▶ _EXERCISES_:
[A] Answer these questions about the forum thread on loading an HDFS file in Spark, labeling each answer (i), (ii) or (iii) to match:
(i) What single item does the listing of /demo show?
(ii) Which port could the SparkUI service not bind on, and which port did it try next?
(iii) What Spark version does the spark-shell banner report?
[B] Can you continue the forum thread on loading an HDFS file in Spark, starting after its last line?

▶ _DOCUMENT TEXT_:
Support Questions
Find answers, ask questions, and share your expertise
Announcements
Check out our newest addition to the community, the Cloudera Innovation Accelerator group hub.

How do I get my full path to load my hdfs file

Explorer

val df = sqlContext.read.format("com.databricks.spark.csv").option("header", "true").option("inferSchema", "true").load("/demo/dataset.csv")

This is my code.

I am writing a scala program and I could not load my file. The demo is the directory that is inside hadoop. And datset.csv is the file that contains data.

I am very new to Hortonworks so please kindly give a detailed answer for this.

19 REPLIES 19

Mentor

@Aishwarya Sudhakar

The load should point to the hdfs location

load"hdfs:///demo/dataset.csv")

Hope that helps

Explorer

I tried but still the error is there

Explorer

@Geoffrey Shelton Okot

I tried that but still I get error

@Aishwarya Sudhakar,

Can you please paste the output of below commands

su hdfs
hdfs dfs -ls /demo

Also try giving load("hdfs://{namnodehost}:8020/demo/dataset.csv")

Explorer

@Aditya Sirna

[root@sandbox ~]# su hdfs
[hdfs@sandbox root]$ hdfs dfs -ls /demo
Found 1 items
drwx------ - hdfs hdfs 0 2014-12-16 19:48 /demo/data

Explorer

@Aditya Sirna

what is the namenodehost you mean here?

[root@sandbox bin]# ./spark-shell
Using Spark's default log4j profile: org/apache/spark/log4j-defaults.properties
Setting default log level to "WARN".
To adjust logging level use sc.setLogLevel(newLevel).
18/04/01 06:19:54 WARN NativeCodeLoader: Unable to load native-hadoop library for your platform... using builtin-java classes where applicable
18/04/01 06:20:19 WARN Utils: Service 'SparkUI' could not bind on port 4040. Attempting port 4041.
18/04/01 06:20:27 WARN SparkContext: Use an existing SparkContext, some configuration may not take effect.
Spark context Web UI available at http://192.168.177.129:4041
Spark context available as 'sc' (master = local[*], app id = local-1522563621246).
Spark session available as 'spark'.
Welcome to
      ____              __
     / __/__  ___ _____/ /__
    _\ \/ _ \/ _ `/ __/  '_/
   /___/ .__/\_,_/_/ /_/\_\   version 2.0.0
      /_/
         
Using Scala version 2.11.8 (OpenJDK 64-Bit Server VM, Java 1.7.0_71)
Type in expressions to have them evaluated.
Type :help for more information.

▶ _GIVEN INFORMATION_:
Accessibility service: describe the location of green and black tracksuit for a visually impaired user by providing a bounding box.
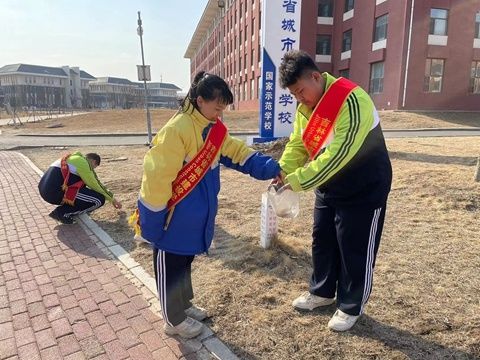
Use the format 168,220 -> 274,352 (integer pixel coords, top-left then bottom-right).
280,73 -> 392,315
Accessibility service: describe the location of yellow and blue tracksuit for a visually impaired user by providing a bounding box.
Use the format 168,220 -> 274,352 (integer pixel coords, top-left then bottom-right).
138,107 -> 280,255
279,73 -> 392,315
138,106 -> 280,326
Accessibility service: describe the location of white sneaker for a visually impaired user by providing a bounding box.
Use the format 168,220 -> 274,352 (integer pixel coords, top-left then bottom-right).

▶ _WRITTEN RESPONSES_:
[A]
(i) /demo/data
(ii) It could not bind on port 4040 and tried port 4041 next.
(iii) 2.0.0

[B]
scala> 

this is how i have got into scala. is there any wrong with the scala installation? because if you see above there is a line saying unable to load native-hadoop library for your platform.......................

the error which i get is

scala> val df = sqlContext.read.format("com.databricks.spark.csv").option("header","true").option("inferSchema","true").load("hdfs://demo/dataset.csv")
18/04/01 06:04:59 WARN DataSource: Error while looking for metadata directory.
java.lang.IllegalArgumentException: java.net.UnknownHostException: demo
  at org.apache.hadoop.security.SecurityUtil.buildTokenService(SecurityUtil.java:378)
  at org.apache.hadoop.hdfs.NameNodeProxies.createNonHAProxy(NameNodeProxies.java:310)
  at org.apache.hadoop.hdfs.NameNodeProxies.createProxy(NameNodeProxies.java:176)
  at org.apache.hadoop.hdfs.DFSClient.<init>(DFSClient.java:678)
  at org.apache.hadoop.hdfs.DFSClient.<init>(DFSClient.java:619)
  at org.apache.hadoop.hdfs.DistributedFileSystem.initialize(DistributedFileSystem.java:149)
  at org.apache.hadoop.fs.FileSystem.createFileSystem(FileSystem.java:2653)
  at org.apache.hadoop.fs.FileSystem.access$200(FileSystem.java:92)
  at org.apache.hadoop.fs.FileSystem$Cache.getInternal(FileSystem.java:2687)
  at org.apache.hadoop.fs.FileSystem$Cache.get(FileSystem.java:2669)
  at org.apache.hadoop.fs.FileSystem.get(FileSystem.java:371)
  at org.apache.hadoop.fs.Path.getFileSystem(Path.java:295)
  at org.apache.spark.sql.execution.datasources.DataSource$$anonfun$12.apply(DataSource.scala:352)
  at org.apache.spark.sql.execution.datasources.DataSource$$anonfun$12.apply(DataSource.scala:350)
  at scala.collection.TraversableLike$$anonfun$flatMap$1.apply(TraversableLike.scala:241)
  at scala.collection.TraversableLike$$anonfun$flatMap$1.apply(TraversableLike.scala:241)
  at scala.collection.immutable.List.foreach(List.scala:381)
  at scala.collection.TraversableLike$class.flatMap(TraversableLike.scala:241)
  at scala.collection.immutable.List.flatMap(List.scala:344)
  at org.apache.spark.sql.execution.datasources.DataSource.resolveRelation(DataSource.scala:350)
  at org.apache.spark.sql.DataFrameReader.load(DataFrameReader.scala:149)
  at org.apache.spark.sql.DataFrameReader.load(DataFrameReader.scala:132)
  ... 48 elided
Caused by: java.net.UnknownHostException: demo
  ... 70 more

scala> val df = sqlContext.read.format("com.databricks.spark.csv").option("header","true").option("inferSchema","true").load("hdfs:///demo/dataset.csv")
18/04/01 06:05:35 WARN DataSource: Error while looking for metadata directory.
java.io.IOException: Incomplete HDFS URI, no host: hdfs:///demo/dataset.csv
  at org.apache.hadoop.hdfs.DistributedFileSystem.initialize(DistributedFileSystem.java:143)
  at org.apache.hadoop.fs.FileSystem.createFileSystem(FileSystem.java:2653)
  at org.apache.hadoop.fs.FileSystem.access$200(FileSystem.java:92)
  at org.apache.hadoop.fs.FileSystem$Cache.getInternal(FileSystem.java:2687)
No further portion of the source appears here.